CONSIGNE 1
D'après le texte sur les trois usines ci-dessous, les affirmations (a), (b) et (c) sont-elles exactes ? Répondez par oui ou par non pour chacune, en citant les mots décisifs du texte à l'identique.

(a) Les trois usines produisent ensemble 335 millions de kwh par an.
(b) Artouste fonctionne à plein toute l'année.
(c) La puissance moyenne du Hourat est supérieure à celle de Miégebat.

Celle-ci possède 5 groupes générateurs et sa puissance est de 40.000 chevaux. On a employé le même type d'alternateurs qu'à
Miégebat, et l'équipement est absolument comparable à celui de cette dernière usine à ceci près que, la hauteur de chute étant environ deux fois moindre, on a préféré ici les turbines Francis aux turbines Pelton.
Au total, le Hourat et Miégebat sont à peu près identiques quant au style et à la puissance.
Réunies, les trois usines produisent annuellement 335 millions de kwh :
140 millions pour le Hourat,
100 pour Miégebat,
35 pour Artouste.
Artouste, bien entendu, est loin de fonctionner à plein toute l'année ; son rôle est de parer, en période d'étiage, aux défaillances de Miégebat et du Hourat.
Quant à Miégebat, sa puissance moyenne est d'environ 14.500 kw celle du Hourat de 11.500 kw.
On évalue à 37.000 kw. la puissance disponible toute l'année, mais il pourra lui arriver d'atteindre jour et nuit 60.000 kw.

DONNÉES FOURNIES
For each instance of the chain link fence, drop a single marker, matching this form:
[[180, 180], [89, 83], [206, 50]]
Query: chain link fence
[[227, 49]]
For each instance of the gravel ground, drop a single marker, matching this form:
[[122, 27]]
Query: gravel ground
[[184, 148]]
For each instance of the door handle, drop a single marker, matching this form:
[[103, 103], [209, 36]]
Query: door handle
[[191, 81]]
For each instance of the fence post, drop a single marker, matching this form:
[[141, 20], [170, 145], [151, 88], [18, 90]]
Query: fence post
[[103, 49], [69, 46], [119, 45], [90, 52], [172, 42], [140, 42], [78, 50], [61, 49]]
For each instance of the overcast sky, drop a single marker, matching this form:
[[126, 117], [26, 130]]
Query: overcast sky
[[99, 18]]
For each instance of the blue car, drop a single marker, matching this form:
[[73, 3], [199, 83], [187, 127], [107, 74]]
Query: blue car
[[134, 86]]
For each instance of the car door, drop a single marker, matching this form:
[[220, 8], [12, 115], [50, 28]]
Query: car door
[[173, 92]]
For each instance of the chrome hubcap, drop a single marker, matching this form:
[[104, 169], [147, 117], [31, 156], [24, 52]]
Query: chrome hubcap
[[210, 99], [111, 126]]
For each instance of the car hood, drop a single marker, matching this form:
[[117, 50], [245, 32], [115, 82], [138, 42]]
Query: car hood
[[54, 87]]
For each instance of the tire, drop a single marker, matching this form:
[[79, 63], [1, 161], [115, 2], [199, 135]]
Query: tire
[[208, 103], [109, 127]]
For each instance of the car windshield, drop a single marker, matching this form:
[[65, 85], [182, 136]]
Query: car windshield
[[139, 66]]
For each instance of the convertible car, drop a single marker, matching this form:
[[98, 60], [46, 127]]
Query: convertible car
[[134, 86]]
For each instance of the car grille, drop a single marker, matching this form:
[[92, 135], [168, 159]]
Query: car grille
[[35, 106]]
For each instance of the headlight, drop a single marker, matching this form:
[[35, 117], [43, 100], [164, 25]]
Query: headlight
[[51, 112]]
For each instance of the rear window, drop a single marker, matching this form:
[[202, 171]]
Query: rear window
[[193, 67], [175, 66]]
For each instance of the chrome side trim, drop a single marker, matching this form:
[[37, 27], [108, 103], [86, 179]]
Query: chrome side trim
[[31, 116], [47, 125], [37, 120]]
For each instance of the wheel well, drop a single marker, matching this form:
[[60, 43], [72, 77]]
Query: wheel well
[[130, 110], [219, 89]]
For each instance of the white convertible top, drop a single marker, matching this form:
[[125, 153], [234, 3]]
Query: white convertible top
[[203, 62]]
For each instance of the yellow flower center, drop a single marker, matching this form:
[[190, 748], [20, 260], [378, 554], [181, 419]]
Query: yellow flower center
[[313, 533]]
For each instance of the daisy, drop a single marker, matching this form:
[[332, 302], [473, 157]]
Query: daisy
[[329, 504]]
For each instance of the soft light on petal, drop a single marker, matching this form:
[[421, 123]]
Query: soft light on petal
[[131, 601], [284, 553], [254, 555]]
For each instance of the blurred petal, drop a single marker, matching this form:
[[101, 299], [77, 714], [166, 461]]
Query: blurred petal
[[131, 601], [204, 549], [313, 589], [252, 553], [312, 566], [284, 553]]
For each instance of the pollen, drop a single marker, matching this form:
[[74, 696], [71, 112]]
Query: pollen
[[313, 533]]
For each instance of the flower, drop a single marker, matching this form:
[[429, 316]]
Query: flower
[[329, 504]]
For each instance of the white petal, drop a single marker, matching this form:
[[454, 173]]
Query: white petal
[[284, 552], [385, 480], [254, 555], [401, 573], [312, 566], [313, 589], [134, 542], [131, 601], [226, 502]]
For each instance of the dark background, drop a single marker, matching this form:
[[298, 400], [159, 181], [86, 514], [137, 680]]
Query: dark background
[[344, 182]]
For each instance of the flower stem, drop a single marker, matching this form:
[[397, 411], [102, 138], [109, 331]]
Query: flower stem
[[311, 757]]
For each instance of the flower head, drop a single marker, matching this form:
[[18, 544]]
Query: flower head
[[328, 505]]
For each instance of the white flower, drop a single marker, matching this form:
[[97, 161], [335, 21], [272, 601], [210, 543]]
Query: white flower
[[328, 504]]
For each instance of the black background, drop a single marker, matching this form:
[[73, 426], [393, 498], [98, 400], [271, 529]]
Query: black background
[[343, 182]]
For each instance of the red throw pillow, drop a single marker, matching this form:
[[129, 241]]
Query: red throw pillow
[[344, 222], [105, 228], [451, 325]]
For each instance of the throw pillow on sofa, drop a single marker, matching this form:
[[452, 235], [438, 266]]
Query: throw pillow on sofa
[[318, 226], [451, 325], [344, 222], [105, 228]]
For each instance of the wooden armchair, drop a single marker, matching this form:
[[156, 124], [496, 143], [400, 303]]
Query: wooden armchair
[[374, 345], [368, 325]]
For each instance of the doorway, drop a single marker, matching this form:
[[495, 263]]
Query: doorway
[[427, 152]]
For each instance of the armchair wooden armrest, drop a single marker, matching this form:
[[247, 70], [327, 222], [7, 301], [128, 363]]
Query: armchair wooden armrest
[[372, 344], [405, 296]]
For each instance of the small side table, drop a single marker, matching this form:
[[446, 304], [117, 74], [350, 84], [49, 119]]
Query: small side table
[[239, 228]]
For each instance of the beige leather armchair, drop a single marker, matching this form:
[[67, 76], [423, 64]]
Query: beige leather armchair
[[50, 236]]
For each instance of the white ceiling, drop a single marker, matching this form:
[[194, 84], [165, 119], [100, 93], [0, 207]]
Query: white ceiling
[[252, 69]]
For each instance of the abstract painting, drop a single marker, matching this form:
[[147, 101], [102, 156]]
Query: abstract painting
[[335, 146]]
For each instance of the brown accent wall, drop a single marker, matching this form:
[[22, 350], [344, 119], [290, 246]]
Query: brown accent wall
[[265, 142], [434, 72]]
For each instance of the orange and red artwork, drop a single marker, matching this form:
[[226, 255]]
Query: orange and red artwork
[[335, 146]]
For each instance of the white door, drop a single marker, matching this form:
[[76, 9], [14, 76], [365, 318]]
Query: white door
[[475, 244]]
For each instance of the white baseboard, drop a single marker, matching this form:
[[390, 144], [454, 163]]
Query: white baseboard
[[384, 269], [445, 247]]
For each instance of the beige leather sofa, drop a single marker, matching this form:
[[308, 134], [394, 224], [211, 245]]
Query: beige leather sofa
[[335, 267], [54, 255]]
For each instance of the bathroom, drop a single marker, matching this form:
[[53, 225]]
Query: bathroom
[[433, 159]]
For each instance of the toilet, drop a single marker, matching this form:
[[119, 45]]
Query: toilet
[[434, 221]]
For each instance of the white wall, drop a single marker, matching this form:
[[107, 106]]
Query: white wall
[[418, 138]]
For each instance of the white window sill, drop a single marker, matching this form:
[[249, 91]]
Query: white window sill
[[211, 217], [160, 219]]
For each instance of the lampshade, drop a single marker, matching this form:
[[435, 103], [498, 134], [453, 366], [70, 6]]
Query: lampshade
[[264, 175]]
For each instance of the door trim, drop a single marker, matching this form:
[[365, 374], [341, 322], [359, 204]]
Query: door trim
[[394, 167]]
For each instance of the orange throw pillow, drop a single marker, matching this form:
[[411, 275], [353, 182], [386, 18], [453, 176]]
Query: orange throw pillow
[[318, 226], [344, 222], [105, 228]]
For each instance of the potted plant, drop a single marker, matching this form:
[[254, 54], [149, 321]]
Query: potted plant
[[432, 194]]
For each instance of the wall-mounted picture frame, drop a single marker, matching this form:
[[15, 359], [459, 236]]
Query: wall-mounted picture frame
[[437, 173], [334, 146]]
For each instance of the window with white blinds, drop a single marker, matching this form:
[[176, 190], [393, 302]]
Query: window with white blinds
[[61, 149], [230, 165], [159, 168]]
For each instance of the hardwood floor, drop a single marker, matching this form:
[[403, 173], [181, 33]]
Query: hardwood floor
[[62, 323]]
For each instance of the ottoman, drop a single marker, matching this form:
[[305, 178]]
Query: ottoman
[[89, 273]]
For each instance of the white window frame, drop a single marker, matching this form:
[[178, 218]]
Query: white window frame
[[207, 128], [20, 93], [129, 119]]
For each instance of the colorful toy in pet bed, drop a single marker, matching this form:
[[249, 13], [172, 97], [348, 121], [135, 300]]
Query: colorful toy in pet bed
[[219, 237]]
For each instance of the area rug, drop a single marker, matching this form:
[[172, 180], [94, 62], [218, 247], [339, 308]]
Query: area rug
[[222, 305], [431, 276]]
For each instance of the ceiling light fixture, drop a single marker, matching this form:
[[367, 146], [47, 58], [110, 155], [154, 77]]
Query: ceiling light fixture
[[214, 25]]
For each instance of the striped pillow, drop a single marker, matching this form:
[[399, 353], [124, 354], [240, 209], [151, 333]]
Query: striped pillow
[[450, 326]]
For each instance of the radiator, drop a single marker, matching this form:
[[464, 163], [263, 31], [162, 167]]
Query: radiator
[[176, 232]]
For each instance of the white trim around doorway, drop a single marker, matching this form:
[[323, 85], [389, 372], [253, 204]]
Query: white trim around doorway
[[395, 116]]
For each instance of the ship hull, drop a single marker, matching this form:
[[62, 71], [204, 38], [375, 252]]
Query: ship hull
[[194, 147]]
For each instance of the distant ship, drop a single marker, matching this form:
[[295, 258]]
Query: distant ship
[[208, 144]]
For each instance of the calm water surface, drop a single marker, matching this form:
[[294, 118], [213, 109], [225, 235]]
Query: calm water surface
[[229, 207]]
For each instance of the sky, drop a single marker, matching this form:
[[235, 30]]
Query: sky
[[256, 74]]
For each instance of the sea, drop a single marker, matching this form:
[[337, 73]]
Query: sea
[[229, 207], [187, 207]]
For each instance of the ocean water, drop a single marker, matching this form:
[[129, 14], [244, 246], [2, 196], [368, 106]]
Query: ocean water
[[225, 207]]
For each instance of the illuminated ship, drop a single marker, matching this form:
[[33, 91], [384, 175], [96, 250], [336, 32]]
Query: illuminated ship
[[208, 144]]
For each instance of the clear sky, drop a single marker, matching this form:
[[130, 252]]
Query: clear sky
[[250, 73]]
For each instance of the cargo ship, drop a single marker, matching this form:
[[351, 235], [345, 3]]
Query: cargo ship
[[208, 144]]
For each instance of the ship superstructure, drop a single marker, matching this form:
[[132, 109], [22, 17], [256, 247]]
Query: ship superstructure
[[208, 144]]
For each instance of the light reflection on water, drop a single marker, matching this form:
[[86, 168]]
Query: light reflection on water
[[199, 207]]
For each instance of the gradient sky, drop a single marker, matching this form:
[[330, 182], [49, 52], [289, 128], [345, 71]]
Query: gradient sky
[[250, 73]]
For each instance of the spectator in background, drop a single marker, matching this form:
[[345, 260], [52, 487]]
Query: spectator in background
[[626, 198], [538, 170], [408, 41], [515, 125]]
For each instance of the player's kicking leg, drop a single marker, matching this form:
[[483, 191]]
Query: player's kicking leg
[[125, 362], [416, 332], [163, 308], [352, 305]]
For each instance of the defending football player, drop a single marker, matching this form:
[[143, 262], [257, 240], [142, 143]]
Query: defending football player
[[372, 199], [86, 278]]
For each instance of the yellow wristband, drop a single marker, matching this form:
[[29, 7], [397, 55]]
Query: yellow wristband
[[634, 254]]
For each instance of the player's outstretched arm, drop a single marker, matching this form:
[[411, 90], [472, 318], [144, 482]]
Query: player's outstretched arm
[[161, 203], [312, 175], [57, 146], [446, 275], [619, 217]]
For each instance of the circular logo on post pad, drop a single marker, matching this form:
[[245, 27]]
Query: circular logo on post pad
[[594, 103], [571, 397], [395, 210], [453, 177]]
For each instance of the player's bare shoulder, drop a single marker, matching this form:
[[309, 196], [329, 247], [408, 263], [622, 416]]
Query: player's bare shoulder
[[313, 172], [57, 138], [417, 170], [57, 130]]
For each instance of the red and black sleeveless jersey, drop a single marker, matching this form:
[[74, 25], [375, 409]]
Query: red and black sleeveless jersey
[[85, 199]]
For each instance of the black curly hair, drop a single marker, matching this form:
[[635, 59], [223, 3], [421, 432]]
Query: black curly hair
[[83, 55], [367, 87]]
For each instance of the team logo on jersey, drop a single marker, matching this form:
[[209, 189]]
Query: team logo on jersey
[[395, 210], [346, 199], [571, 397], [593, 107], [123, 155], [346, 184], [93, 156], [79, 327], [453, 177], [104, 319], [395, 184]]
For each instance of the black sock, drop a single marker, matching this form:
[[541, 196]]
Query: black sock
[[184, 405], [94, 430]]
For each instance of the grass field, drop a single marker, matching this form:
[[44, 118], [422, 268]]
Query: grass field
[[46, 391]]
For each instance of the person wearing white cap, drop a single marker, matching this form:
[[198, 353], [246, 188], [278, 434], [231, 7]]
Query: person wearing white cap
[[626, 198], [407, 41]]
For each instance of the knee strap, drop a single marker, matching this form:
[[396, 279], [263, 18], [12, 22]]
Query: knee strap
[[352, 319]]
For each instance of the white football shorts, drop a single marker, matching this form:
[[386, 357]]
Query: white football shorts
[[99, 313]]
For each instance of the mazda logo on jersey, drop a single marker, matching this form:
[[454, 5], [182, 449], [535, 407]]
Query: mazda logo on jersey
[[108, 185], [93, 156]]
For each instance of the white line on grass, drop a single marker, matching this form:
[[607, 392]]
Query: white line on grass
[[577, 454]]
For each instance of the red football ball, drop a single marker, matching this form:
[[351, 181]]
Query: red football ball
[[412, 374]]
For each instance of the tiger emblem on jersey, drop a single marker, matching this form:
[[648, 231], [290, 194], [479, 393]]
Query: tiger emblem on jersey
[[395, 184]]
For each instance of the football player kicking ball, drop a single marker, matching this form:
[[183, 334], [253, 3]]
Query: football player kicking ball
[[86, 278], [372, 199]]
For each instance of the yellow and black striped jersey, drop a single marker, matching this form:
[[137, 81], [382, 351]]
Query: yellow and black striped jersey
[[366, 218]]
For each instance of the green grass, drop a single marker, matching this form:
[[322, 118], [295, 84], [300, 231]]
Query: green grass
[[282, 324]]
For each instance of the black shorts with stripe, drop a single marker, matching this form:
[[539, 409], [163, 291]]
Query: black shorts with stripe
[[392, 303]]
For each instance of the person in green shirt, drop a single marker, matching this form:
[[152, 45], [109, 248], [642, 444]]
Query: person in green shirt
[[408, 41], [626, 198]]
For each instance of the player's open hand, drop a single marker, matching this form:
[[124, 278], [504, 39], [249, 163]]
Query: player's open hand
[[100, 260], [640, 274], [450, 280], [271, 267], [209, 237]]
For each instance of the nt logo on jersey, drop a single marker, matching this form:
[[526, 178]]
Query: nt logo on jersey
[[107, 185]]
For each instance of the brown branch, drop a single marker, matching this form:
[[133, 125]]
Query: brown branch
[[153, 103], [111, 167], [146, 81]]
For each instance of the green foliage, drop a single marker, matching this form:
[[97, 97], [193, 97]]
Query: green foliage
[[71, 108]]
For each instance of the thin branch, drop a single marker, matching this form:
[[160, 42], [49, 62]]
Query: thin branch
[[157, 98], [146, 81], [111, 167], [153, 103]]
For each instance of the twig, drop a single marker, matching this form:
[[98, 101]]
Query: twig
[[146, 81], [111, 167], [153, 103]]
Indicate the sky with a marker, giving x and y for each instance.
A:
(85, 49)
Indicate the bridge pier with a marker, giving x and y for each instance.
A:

CONSIGNE 2
Dans les lignes des données, recopiez le passage qui va de la ligne contenant « For each instance of the tire, drop » jusqu'à celle contenant « [[139, 66]] », bornes comprises. Remplacez-y « drop a single marker » par « place one point » sans rien changer d'autre.

CORRIGÉ COMPLET 1
(a) Oui : « Réunies, les trois usines produisent annuellement 335 millions de kwh ».
(b) Non : « Artouste, bien entendu, est loin de fonctionner à plein toute l'année ».
(c) Non : « Quant à Miégebat, sa puissance moyenne est d'environ 14.500 kw celle du Hourat de 11.500 kw. »

CORRIGÉ COMPLET 2
For each instance of the tire, place one point, matching this form:
[[79, 63], [1, 161], [115, 2], [199, 135]]
Query: tire
[[208, 103], [109, 127]]
For each instance of the car windshield, place one point, matching this form:
[[65, 85], [182, 136]]
Query: car windshield
[[139, 66]]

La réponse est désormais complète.